[Referring expression pointing data]
++++++++++++++++++++

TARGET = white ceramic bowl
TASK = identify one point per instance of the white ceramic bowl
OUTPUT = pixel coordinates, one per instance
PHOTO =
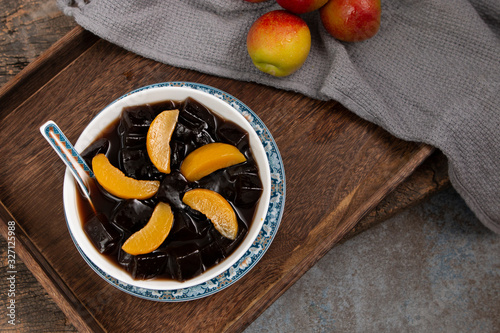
(151, 94)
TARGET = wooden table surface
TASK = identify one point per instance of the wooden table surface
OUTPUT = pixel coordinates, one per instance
(29, 27)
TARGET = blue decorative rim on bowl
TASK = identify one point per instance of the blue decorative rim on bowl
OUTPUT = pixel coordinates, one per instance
(265, 236)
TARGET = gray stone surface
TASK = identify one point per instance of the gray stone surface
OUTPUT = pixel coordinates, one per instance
(432, 268)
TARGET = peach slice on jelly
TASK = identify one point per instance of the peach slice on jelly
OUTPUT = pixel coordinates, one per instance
(215, 208)
(158, 139)
(115, 182)
(152, 235)
(209, 158)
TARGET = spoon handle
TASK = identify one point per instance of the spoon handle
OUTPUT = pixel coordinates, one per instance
(58, 141)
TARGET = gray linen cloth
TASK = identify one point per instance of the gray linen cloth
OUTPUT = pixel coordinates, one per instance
(431, 74)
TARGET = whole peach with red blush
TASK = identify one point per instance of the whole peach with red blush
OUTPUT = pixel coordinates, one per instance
(351, 20)
(279, 42)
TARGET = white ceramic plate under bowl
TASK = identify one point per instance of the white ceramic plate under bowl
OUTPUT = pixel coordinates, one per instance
(263, 228)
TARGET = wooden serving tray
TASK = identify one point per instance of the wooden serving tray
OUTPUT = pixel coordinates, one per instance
(338, 167)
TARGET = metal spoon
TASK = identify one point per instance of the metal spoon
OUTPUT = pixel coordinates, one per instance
(68, 154)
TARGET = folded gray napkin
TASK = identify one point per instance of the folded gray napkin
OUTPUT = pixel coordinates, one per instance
(431, 74)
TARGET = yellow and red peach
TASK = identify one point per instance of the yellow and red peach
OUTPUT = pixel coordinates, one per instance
(279, 42)
(351, 20)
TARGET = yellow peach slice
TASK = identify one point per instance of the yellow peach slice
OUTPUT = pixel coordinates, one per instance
(115, 182)
(209, 158)
(158, 139)
(150, 237)
(215, 208)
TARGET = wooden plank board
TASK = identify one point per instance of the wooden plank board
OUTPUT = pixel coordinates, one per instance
(338, 167)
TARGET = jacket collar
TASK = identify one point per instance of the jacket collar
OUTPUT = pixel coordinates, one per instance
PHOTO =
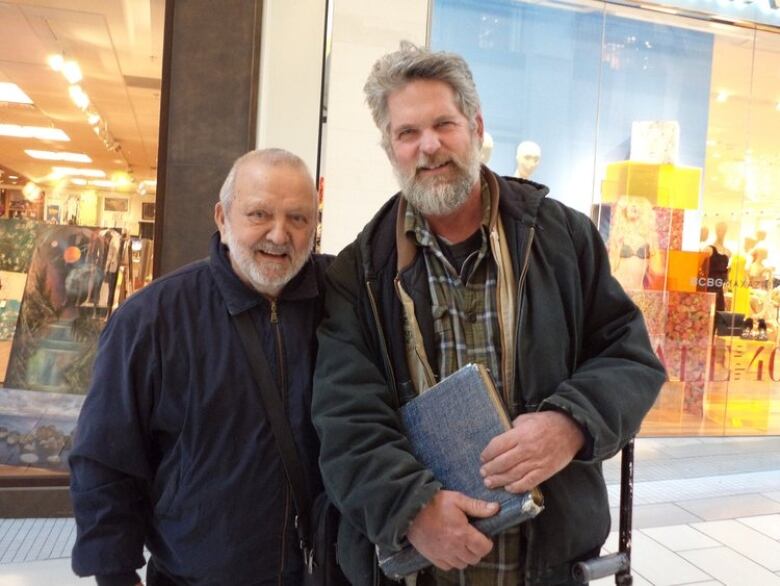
(240, 297)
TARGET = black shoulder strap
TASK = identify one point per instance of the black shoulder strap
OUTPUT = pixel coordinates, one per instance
(280, 426)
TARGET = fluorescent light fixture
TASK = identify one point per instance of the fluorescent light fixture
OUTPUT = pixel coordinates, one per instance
(79, 96)
(10, 92)
(39, 132)
(55, 61)
(79, 172)
(72, 71)
(31, 191)
(55, 156)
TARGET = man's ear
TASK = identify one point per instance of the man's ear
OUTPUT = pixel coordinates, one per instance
(219, 218)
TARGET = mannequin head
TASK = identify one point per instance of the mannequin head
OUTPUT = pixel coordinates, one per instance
(528, 156)
(759, 254)
(487, 148)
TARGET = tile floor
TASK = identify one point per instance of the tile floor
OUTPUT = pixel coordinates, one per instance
(707, 512)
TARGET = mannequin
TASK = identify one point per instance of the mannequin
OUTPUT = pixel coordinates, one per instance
(704, 233)
(633, 242)
(487, 148)
(717, 258)
(527, 156)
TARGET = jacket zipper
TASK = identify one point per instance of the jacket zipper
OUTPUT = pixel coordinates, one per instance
(383, 344)
(525, 529)
(282, 382)
(520, 303)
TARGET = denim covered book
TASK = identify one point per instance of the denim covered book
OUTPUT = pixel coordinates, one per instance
(448, 426)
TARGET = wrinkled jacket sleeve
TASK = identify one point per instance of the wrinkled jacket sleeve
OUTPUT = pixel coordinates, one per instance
(366, 463)
(618, 376)
(109, 463)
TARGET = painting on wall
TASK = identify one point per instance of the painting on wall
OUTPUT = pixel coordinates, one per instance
(116, 204)
(36, 429)
(52, 213)
(59, 322)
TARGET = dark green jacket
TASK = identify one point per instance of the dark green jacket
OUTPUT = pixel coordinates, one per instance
(582, 347)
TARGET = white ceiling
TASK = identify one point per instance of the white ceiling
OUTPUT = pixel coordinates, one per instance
(118, 44)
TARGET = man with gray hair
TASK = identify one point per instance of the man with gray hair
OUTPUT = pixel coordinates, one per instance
(173, 448)
(464, 266)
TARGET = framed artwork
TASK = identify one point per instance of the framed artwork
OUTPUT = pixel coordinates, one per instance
(116, 204)
(147, 211)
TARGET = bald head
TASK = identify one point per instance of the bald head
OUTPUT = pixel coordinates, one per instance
(262, 159)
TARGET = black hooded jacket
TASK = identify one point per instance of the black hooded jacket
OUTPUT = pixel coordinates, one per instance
(581, 347)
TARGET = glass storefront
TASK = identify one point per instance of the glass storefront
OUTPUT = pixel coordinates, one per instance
(662, 127)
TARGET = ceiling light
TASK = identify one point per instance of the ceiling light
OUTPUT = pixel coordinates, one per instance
(72, 71)
(79, 96)
(40, 132)
(31, 191)
(56, 156)
(10, 92)
(121, 179)
(79, 172)
(55, 61)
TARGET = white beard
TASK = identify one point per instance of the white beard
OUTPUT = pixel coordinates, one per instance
(266, 278)
(437, 196)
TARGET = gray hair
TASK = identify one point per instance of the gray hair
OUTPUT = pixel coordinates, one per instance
(409, 63)
(264, 157)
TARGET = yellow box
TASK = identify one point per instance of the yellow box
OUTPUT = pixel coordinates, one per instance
(683, 270)
(667, 186)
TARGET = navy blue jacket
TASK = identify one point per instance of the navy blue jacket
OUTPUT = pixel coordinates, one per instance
(173, 449)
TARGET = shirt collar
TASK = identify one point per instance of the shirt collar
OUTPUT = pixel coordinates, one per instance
(239, 297)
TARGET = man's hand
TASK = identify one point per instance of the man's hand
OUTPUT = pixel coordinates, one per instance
(538, 446)
(442, 534)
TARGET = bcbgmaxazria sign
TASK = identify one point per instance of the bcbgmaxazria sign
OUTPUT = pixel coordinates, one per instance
(759, 11)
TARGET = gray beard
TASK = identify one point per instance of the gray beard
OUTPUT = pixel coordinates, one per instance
(266, 284)
(438, 197)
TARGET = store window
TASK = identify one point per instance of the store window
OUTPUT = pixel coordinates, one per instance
(663, 128)
(79, 111)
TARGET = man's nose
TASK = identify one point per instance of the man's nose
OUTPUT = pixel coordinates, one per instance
(278, 232)
(429, 142)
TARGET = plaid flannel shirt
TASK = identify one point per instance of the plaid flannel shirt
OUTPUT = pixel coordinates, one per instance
(466, 325)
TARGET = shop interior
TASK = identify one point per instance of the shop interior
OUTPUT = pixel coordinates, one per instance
(80, 86)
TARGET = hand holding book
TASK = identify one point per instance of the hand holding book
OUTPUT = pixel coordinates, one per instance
(538, 446)
(449, 426)
(441, 532)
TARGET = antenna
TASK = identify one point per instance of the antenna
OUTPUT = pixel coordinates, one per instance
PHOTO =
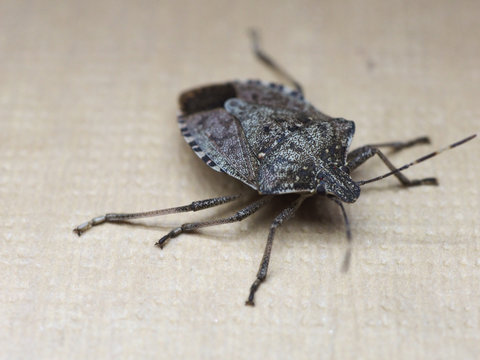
(419, 160)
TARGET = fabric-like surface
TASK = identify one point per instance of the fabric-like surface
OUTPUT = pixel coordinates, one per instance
(88, 104)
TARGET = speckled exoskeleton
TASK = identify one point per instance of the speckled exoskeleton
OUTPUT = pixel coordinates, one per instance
(273, 140)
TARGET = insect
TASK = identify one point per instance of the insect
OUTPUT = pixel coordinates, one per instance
(273, 140)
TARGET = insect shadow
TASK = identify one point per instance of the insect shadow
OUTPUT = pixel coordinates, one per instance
(277, 143)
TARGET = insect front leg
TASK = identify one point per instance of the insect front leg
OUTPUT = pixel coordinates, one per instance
(119, 217)
(262, 271)
(238, 216)
(360, 155)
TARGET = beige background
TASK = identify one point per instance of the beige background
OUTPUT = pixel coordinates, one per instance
(88, 93)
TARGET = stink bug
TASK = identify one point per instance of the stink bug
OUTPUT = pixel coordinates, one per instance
(273, 140)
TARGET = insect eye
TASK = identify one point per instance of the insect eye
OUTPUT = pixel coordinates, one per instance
(345, 169)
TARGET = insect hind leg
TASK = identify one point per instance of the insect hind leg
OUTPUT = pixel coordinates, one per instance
(262, 271)
(238, 216)
(362, 154)
(119, 217)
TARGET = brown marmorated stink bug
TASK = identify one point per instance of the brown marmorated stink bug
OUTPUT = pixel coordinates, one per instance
(273, 140)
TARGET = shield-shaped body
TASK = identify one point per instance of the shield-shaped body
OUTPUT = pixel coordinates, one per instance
(269, 137)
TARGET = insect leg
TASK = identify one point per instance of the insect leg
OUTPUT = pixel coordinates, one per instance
(360, 155)
(400, 145)
(355, 159)
(238, 216)
(262, 271)
(118, 217)
(270, 63)
(348, 254)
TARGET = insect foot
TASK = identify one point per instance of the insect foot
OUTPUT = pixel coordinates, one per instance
(271, 139)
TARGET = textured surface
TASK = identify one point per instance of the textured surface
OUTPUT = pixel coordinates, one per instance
(88, 104)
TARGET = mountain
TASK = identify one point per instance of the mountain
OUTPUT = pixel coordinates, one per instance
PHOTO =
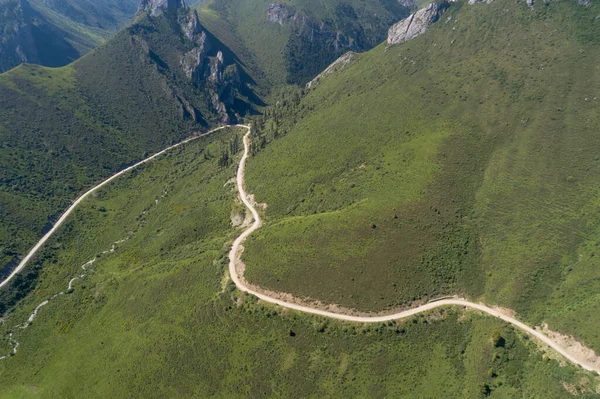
(459, 156)
(154, 83)
(291, 42)
(56, 32)
(463, 160)
(150, 314)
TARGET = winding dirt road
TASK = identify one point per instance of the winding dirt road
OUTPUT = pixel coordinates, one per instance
(237, 250)
(65, 215)
(235, 260)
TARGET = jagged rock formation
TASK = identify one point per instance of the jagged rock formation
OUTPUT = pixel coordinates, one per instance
(155, 7)
(310, 29)
(416, 23)
(205, 65)
(337, 65)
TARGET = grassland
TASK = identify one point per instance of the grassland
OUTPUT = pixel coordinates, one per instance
(155, 318)
(63, 129)
(295, 52)
(463, 161)
(57, 33)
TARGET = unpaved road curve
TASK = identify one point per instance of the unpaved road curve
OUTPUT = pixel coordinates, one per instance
(65, 215)
(235, 260)
(237, 249)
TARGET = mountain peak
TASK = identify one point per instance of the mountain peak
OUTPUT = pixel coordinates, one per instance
(155, 7)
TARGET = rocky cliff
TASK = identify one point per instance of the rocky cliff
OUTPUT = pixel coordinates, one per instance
(155, 7)
(416, 23)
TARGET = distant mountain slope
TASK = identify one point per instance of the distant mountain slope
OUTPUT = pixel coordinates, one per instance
(61, 130)
(464, 160)
(57, 32)
(291, 42)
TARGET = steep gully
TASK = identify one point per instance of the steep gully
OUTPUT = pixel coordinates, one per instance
(235, 264)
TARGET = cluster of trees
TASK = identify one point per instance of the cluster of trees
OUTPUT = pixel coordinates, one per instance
(277, 119)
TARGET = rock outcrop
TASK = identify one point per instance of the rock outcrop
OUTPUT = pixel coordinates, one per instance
(206, 67)
(155, 7)
(337, 65)
(416, 23)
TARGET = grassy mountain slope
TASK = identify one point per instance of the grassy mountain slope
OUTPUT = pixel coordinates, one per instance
(292, 41)
(64, 129)
(155, 319)
(57, 32)
(463, 161)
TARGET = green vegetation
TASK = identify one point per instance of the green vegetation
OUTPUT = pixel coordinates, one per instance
(63, 130)
(463, 161)
(309, 35)
(155, 319)
(55, 33)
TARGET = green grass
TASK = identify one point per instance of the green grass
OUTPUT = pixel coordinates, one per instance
(296, 53)
(66, 129)
(59, 32)
(154, 319)
(473, 151)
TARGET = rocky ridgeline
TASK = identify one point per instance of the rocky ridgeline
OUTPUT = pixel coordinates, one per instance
(336, 66)
(418, 22)
(204, 65)
(155, 7)
(309, 28)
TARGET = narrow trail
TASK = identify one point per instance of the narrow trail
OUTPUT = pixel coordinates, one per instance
(235, 260)
(69, 210)
(86, 269)
(235, 264)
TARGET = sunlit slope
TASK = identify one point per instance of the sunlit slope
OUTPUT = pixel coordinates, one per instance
(154, 319)
(462, 162)
(63, 130)
(291, 42)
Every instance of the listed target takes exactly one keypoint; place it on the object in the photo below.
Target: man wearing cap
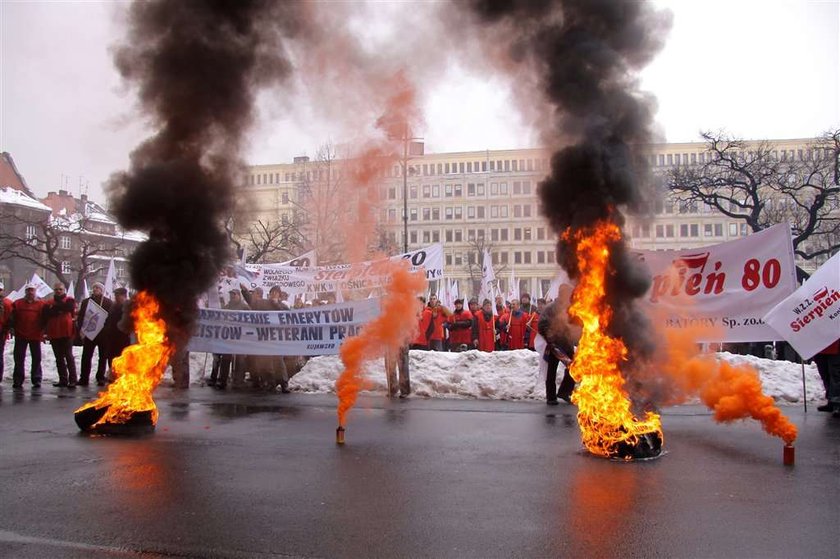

++++++++++++++++++++

PROBLEM REQUIREMENTS:
Give the number of lines in the records that hold the word "trail", with no other words.

ANSWER BOX:
2